RECORDS FOR THIS TASK>

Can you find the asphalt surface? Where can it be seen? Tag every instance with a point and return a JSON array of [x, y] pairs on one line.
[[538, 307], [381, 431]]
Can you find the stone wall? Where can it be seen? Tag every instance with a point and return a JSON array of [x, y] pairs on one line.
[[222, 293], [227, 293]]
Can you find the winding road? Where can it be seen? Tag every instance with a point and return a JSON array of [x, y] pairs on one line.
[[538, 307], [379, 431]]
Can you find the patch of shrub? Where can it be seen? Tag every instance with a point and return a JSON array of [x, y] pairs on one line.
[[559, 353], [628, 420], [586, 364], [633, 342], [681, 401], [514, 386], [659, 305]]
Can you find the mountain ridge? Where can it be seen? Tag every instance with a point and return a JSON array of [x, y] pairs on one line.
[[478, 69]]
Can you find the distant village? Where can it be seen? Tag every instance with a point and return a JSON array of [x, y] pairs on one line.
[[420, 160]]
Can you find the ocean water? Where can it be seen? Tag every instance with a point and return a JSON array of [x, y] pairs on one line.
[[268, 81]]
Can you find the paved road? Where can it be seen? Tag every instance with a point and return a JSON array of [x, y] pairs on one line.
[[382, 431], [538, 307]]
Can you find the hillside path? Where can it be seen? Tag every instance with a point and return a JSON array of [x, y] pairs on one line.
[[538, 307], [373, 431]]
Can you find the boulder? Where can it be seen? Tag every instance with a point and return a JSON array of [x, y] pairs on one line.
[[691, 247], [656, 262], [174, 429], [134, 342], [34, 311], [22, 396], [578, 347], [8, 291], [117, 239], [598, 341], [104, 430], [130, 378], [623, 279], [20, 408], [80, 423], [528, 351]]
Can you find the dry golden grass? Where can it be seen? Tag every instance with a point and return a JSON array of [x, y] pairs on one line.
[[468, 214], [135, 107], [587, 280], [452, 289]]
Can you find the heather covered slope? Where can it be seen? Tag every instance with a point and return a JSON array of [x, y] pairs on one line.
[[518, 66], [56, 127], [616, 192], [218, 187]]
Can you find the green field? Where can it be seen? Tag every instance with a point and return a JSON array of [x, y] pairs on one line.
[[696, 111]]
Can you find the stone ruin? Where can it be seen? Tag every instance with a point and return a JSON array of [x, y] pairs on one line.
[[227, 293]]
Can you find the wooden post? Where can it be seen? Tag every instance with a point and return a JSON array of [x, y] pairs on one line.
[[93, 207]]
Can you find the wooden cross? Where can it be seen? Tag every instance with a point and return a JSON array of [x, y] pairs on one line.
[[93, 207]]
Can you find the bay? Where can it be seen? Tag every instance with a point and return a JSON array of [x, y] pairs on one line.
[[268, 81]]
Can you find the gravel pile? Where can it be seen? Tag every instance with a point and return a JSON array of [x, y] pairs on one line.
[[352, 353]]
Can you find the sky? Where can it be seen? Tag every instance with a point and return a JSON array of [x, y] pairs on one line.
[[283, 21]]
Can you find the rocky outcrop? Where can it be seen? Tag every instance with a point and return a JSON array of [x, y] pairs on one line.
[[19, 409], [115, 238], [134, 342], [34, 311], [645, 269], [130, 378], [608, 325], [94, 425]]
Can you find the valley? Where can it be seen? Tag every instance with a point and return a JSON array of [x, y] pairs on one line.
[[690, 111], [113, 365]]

TASK TO COMPLETE>
Go through the records and output them all, word for word.

TASK RESPONSE>
Can you find the asphalt surface? Where can it be seen? Tag every instance with a point and return a JSON array of [x, y] pairs on one line.
[[538, 307], [381, 431]]
Can you find the stone wall? Where can it be seen? Tag every instance with a point and return a JSON array of [x, y] pairs on one line.
[[222, 293], [227, 293]]
Can you find the winding road? Where can it be seen? Tag every instance with a point and return a JSON array of [x, y] pairs on one line.
[[538, 307], [379, 431]]
Can you find the patch of shrub? Where can it be seen? Tag every instance with a point and return a JSON array of [x, y] pairs on one line.
[[559, 353], [628, 420], [586, 364], [633, 342], [681, 401], [514, 386], [659, 305]]
Can you find the mountain ridge? Where can it be seen? Tag every instance with a point and return a JSON array of [x, y] pairs on one line.
[[478, 69]]
Can you find the distant village? Where can it be seen? Tag every instance with a point and return a JSON array of [x, y] pairs on one line.
[[420, 160]]
Can you find the ocean water? Where can it be seen? Tag every instance with a point and return a JSON array of [x, y] pairs on one line.
[[268, 81]]
Can you find the paved road? Where can it be seen? Tag every instance with a point and return a JSON array of [x, y] pairs on one line.
[[382, 431], [538, 307]]
Can you find the hillside path? Where can it be seen? Tag every instance with a point and return a JSON array of [x, y] pairs on one line.
[[538, 307], [373, 431]]
Can you find the boulder? Where can it be seen? Tag every instance with a point and return a JSON array of [x, y] pairs on one line.
[[691, 247], [656, 262], [174, 429], [134, 342], [34, 311], [22, 396], [578, 347], [8, 291], [117, 239], [598, 341], [104, 430], [130, 378], [623, 279], [20, 408], [80, 423], [528, 351]]
Can you find the dry golden grass? Where can it be seen? Tag every instance with a point and return a JSON array of [x, y] pairs on one line.
[[468, 214], [135, 107], [587, 280], [452, 289]]
Can you find the heather covered slope? Where can it be seen? Tag every instance with a point and return a JSON array of [x, y] pairs on one line.
[[518, 66], [56, 127], [616, 192], [218, 187]]
Can you find the green field? Where can it be seen? Tag every instance with a point and return a JSON array of [x, y] pairs on one line.
[[696, 111]]
Can you find the stone ruin? Where can it be seen? Tag every instance with a point and return a JSON array of [x, y] pairs on one line.
[[227, 293]]
Can you find the wooden post? Where can it be seen? Tag every instance with a point and return a JSON array of [x, y] pairs on one line.
[[93, 207]]
Can you find the wooden cross? Where can it be seen? Tag every instance with a point and return a JSON array of [x, y] pairs on one line.
[[93, 207]]
Can you find the bay? Where can it be seen? Tag every instance with a point and return a JSON array of [x, y] pairs on one line.
[[268, 81]]
Can you find the gravel pile? Where can it be seen? Tag every instance with a point and return a JSON array of [x, y] pairs on one line.
[[352, 353]]
Can you find the sky? Where can it be seen? Tag every instance with a point and return a JSON array of [x, y] pairs on one line.
[[283, 21]]
Can you find the rocky outcrop? Where can it be seen? Tag every instance with a point and return a JSON array of [x, y] pairs on one line.
[[19, 409], [115, 238], [134, 342], [34, 311], [645, 269], [130, 378], [608, 325], [94, 425]]
Can you find the valley? Where can it be seen? Tag every instance with a point and return a JSON array of [x, y] pairs on one line.
[[690, 111], [113, 365]]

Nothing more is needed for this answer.